(SUPPLIED ENTRIES Opens)

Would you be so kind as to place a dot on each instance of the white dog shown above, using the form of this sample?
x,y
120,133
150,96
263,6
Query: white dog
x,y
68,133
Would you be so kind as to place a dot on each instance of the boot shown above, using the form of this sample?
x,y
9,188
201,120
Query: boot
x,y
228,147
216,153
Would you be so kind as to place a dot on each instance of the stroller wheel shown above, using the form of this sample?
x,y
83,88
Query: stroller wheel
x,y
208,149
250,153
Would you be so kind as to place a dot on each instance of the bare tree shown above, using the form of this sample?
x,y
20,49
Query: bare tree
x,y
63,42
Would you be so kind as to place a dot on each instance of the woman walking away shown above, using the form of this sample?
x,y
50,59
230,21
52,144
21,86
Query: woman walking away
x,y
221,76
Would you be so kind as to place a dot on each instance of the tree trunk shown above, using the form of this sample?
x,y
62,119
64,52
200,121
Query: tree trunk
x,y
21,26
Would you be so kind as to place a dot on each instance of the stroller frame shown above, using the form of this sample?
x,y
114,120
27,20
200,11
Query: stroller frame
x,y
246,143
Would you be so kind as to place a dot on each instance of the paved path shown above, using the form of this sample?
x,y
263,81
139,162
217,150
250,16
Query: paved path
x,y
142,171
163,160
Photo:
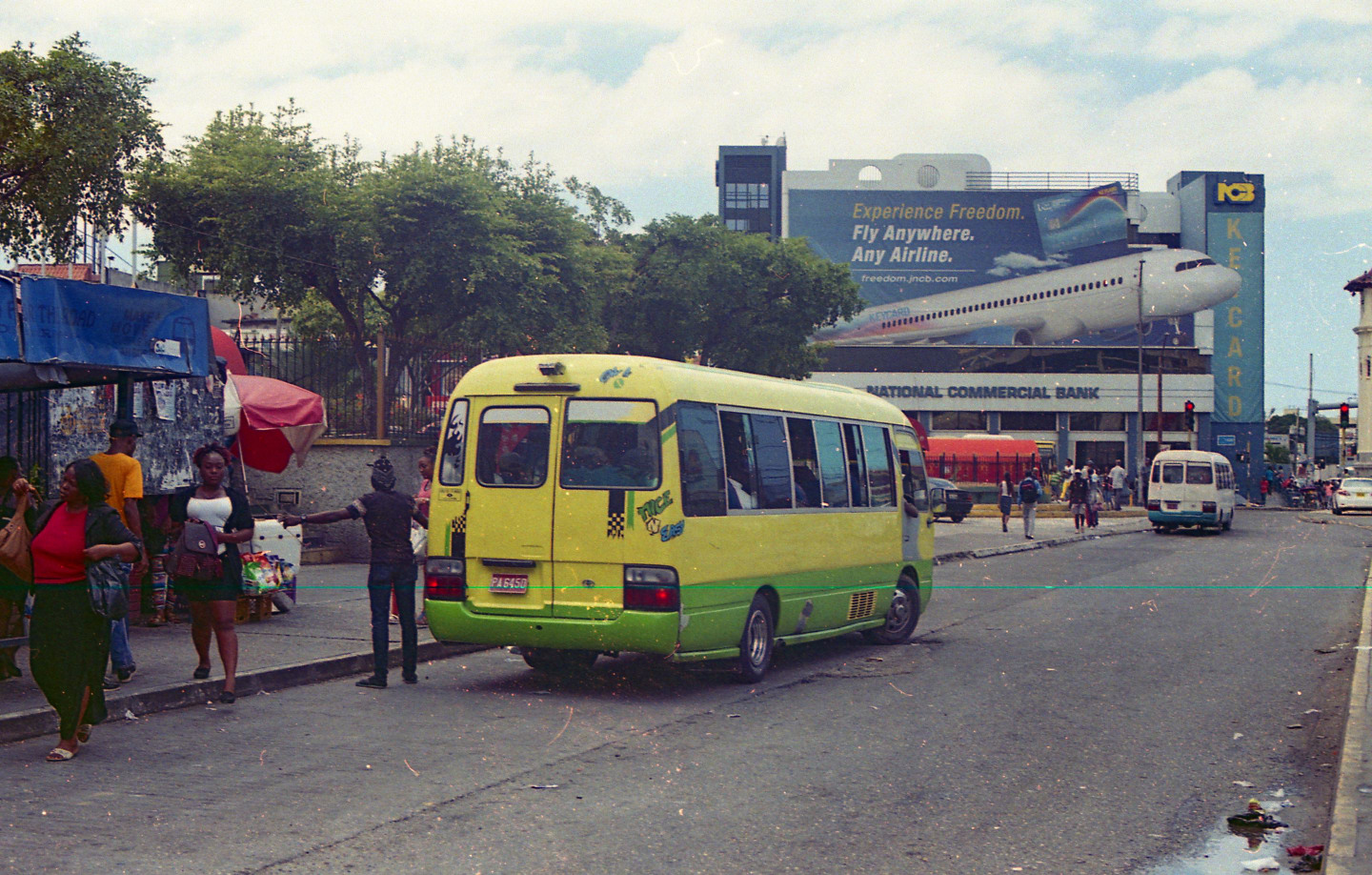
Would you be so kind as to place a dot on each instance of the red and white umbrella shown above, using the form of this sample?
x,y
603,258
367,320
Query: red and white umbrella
x,y
273,420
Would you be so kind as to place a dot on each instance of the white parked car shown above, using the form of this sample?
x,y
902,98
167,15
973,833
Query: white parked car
x,y
1353,494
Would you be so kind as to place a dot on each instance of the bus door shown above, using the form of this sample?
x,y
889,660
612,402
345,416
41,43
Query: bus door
x,y
918,533
509,524
612,508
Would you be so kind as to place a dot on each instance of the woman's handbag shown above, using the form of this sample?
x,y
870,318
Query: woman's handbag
x,y
14,547
106,580
196,555
418,542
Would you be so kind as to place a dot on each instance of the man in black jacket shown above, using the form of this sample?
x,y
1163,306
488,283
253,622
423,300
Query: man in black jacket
x,y
387,518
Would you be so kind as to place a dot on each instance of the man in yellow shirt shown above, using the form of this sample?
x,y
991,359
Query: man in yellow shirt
x,y
124,474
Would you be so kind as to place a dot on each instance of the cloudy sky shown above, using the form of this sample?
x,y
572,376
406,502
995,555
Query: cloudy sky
x,y
636,97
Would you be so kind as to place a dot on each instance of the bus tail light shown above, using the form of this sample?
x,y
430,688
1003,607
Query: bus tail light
x,y
445,580
651,587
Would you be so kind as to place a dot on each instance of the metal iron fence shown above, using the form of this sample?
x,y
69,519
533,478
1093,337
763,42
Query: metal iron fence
x,y
24,432
416,390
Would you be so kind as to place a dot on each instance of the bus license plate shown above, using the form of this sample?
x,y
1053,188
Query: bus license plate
x,y
509,583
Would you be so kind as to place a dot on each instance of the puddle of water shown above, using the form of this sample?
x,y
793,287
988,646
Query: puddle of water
x,y
1224,849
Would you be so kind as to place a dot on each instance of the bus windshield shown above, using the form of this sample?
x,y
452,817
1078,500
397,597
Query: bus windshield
x,y
1200,474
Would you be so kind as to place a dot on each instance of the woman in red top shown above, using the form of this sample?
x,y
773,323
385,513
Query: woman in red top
x,y
69,642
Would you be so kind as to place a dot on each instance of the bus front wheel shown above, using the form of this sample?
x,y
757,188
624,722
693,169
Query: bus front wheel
x,y
901,618
558,661
755,647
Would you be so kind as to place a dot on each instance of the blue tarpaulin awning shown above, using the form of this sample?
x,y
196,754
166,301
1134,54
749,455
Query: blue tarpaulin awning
x,y
69,332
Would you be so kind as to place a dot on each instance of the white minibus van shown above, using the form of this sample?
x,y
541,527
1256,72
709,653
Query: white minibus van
x,y
1190,487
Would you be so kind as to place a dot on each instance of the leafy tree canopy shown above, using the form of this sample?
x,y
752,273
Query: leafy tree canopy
x,y
71,128
736,300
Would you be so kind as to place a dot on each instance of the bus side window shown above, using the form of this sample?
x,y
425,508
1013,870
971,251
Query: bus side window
x,y
804,461
701,459
914,486
857,469
739,466
833,469
773,461
877,454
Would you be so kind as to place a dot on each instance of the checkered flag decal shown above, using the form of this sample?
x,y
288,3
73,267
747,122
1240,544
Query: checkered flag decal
x,y
615,515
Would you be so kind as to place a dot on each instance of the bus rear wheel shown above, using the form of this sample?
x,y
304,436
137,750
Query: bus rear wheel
x,y
901,618
757,644
558,661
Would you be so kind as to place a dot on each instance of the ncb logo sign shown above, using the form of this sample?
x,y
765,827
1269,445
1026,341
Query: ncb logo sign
x,y
1235,193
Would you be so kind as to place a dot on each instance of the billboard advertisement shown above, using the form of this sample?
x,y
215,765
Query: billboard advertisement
x,y
1003,268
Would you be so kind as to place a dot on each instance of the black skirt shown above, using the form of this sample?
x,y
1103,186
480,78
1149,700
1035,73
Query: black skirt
x,y
69,644
225,588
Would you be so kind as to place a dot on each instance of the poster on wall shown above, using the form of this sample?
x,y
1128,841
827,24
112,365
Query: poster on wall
x,y
1003,268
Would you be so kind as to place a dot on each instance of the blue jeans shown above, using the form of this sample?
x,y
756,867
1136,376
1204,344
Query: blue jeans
x,y
382,579
121,657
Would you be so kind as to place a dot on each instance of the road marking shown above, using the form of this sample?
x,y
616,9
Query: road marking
x,y
1343,827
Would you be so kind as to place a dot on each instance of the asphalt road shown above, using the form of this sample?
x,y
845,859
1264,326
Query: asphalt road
x,y
1078,709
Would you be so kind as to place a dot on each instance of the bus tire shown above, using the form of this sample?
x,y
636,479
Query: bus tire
x,y
901,618
757,641
558,661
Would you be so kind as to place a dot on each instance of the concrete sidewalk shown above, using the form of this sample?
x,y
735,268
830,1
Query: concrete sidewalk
x,y
326,635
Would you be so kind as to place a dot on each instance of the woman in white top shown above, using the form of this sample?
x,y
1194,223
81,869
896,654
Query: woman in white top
x,y
214,602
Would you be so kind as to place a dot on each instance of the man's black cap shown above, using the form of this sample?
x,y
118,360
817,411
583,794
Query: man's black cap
x,y
125,428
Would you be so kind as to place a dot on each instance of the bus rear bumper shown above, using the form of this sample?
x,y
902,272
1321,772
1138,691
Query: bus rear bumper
x,y
636,631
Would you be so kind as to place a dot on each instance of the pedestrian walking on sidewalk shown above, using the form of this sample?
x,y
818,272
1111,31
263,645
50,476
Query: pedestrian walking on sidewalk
x,y
1117,484
1078,494
387,516
214,602
1029,488
69,642
1007,499
124,477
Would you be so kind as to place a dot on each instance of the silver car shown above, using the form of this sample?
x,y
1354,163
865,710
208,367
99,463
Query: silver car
x,y
1353,494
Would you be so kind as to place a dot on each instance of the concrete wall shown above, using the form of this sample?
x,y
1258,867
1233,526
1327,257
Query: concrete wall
x,y
331,478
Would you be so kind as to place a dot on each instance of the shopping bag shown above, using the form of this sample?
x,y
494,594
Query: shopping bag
x,y
14,547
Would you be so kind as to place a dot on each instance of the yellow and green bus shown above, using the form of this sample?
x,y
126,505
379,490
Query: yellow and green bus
x,y
602,503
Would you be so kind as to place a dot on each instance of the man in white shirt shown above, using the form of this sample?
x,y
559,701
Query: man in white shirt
x,y
1117,478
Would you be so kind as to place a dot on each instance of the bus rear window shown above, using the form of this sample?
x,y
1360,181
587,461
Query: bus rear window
x,y
611,444
1200,474
454,446
512,446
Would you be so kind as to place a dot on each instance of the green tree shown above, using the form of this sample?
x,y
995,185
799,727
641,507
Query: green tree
x,y
736,300
446,246
71,129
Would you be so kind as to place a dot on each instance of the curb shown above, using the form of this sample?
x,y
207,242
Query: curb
x,y
1355,764
1034,544
43,721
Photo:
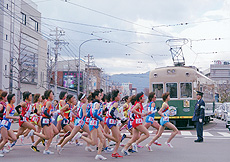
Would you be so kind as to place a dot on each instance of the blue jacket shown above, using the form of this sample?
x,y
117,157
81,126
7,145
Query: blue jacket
x,y
199,111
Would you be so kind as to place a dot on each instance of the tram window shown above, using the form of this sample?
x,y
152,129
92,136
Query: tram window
x,y
158,89
172,89
186,90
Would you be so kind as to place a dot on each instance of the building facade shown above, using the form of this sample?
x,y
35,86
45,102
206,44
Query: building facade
x,y
23,51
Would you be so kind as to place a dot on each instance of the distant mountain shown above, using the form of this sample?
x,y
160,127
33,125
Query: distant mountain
x,y
139,81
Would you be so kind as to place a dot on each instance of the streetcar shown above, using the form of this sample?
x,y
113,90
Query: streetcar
x,y
182,82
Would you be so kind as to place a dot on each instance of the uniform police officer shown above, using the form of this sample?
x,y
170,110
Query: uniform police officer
x,y
198,116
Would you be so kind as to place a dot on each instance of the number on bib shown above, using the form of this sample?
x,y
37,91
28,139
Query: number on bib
x,y
5,122
112,121
93,122
139,121
151,119
166,118
46,121
87,120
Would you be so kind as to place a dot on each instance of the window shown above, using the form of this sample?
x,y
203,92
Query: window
x,y
186,90
158,89
23,18
172,89
33,24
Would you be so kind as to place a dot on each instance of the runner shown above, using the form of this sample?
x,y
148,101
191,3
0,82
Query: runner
x,y
3,100
137,124
94,123
112,123
49,129
8,117
26,109
149,121
65,117
164,122
62,97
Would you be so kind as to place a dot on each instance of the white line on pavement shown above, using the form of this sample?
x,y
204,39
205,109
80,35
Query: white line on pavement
x,y
225,134
186,133
207,134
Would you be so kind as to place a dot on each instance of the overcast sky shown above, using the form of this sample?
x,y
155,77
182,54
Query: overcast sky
x,y
138,31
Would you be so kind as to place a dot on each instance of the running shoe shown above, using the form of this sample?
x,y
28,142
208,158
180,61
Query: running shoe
x,y
123,137
131,150
12,144
44,142
125,126
112,143
125,152
3,151
149,148
34,148
100,157
169,144
139,146
134,145
116,155
87,148
77,136
78,144
108,150
58,137
22,139
156,143
59,149
47,152
31,133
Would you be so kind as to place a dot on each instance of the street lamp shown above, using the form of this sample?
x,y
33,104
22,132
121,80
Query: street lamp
x,y
79,63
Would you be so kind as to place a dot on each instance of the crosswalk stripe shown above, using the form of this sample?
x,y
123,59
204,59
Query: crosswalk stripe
x,y
207,134
186,133
225,134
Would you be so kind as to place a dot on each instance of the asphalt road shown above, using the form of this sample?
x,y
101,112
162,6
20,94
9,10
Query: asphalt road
x,y
215,148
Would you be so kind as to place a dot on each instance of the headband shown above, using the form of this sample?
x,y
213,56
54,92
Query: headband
x,y
82,97
142,96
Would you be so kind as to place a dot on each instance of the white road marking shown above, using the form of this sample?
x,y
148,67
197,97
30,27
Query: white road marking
x,y
186,133
207,134
225,134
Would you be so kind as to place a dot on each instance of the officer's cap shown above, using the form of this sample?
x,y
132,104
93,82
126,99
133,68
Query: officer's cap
x,y
199,93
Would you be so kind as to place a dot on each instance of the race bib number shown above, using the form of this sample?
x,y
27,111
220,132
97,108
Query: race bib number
x,y
5,122
24,119
87,120
166,118
65,121
151,119
131,123
93,122
139,121
46,121
112,121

(SUPPLIED ENTRIES Closes)

▶ [TO DO] Start at the line containing "Query: white road marking" and transcribe through the end of the entries. Please keep both ends and add nothing.

▶ [RESULT]
Query: white road marking
x,y
186,133
207,134
225,134
Would you be so kind as to place a dot on each instance of the officer's cap shown above, using the form of this sample?
x,y
132,104
93,82
126,99
133,68
Query: officer's cap
x,y
199,93
Would you be so kind as to place a dot on each instance of the race bib number shown above, using the form of this sample?
x,y
27,111
220,132
97,108
Query: race bib number
x,y
5,122
24,119
87,120
166,118
65,121
151,119
131,123
93,122
139,121
46,121
112,121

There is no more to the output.